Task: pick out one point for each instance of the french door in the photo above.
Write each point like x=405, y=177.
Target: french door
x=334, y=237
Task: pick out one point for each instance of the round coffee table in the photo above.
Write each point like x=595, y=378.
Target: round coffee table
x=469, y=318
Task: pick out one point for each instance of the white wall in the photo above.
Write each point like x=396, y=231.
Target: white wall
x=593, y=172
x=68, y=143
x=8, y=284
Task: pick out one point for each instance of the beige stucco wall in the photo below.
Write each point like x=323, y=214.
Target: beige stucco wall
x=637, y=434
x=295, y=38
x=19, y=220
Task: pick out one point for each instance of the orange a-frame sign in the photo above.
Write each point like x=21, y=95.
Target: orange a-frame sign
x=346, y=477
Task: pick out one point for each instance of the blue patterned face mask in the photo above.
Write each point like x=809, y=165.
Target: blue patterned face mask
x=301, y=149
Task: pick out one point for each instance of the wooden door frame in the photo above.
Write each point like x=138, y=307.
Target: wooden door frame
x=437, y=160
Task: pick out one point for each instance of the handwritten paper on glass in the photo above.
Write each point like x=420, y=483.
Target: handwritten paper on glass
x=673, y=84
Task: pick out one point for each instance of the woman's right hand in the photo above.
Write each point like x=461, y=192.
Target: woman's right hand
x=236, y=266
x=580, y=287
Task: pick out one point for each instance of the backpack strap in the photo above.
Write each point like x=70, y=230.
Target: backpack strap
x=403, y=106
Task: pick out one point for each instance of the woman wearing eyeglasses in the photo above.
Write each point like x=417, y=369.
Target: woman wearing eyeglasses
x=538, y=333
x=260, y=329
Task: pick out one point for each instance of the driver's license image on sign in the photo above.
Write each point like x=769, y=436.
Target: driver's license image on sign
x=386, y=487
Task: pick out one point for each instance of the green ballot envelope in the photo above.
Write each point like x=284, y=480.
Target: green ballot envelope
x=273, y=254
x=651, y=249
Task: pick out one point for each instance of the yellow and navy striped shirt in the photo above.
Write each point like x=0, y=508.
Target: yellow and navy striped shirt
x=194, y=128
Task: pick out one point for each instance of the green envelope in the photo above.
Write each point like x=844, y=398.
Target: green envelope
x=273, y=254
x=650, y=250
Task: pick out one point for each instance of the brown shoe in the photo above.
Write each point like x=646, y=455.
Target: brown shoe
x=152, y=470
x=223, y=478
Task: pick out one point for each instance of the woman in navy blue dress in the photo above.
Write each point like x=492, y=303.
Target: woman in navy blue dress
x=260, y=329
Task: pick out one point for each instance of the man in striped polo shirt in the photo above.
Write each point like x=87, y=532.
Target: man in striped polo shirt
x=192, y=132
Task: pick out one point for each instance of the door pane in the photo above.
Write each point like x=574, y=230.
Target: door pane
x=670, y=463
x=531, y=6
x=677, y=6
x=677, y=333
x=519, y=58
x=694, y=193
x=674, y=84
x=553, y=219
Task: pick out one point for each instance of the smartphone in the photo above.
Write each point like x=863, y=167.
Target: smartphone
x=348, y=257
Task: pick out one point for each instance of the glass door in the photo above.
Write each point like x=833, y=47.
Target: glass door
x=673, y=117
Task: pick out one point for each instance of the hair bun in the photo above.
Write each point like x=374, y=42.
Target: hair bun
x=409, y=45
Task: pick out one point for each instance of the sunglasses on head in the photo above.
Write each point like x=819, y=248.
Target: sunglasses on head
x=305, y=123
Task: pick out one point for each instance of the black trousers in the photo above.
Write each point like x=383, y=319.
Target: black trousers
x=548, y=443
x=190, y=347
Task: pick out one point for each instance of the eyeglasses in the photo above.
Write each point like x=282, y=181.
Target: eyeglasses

What you should do: Copy the lines of the data above exactly as written, beginning with the line containing "wearing eyeglasses in the photo above." and ending with the line containing "Write each point like x=863, y=167.", and leave out all other lines.

Response to this task:
Task: pick out one point for each instance of the woman wearing eyeglasses in the photo above.
Write each point like x=417, y=369.
Target: woman wearing eyeglasses
x=538, y=333
x=260, y=329
Task: pick out one point for each instance of the driver's license image on sign in the photo above.
Write each point like x=769, y=436.
Target: driver's license image on sign
x=386, y=487
Task: pick out one point for each instance of the green ballot envelope in the photo above.
Write each point like x=284, y=480.
Target: green ballot envelope
x=273, y=254
x=651, y=249
Task: pick out one point for each instance of the yellow and navy striped shirt in the photo above.
Write each point like x=0, y=508.
Target: yellow and navy striped shirt
x=194, y=128
Task: pick out one point for each instance of the green envelope in the photo above.
Write each point like x=844, y=398.
Target: green envelope
x=273, y=254
x=650, y=250
Task: pick out one point for each instance of the brown shoe in the photo above.
Write each point like x=646, y=455.
Target: brown shoe
x=152, y=470
x=223, y=478
Task: pick out one point for each instance of the woman in navy blue dress in the photo above.
Write each point like x=492, y=303.
Target: woman in navy blue dress
x=260, y=329
Task: pick out one point for each instance of the man in striped polo shirt in the photo above.
Write each point like x=87, y=532.
Target: man in striped polo shirt
x=192, y=132
Task: pick out one point for each instance of the door pane in the photo above.
Write each point like x=574, y=230.
Target: door pane
x=670, y=463
x=531, y=6
x=677, y=6
x=677, y=333
x=519, y=58
x=694, y=193
x=674, y=84
x=553, y=219
Task: pick out one point for each instance of the smartphone in the photo above.
Write each point like x=863, y=167.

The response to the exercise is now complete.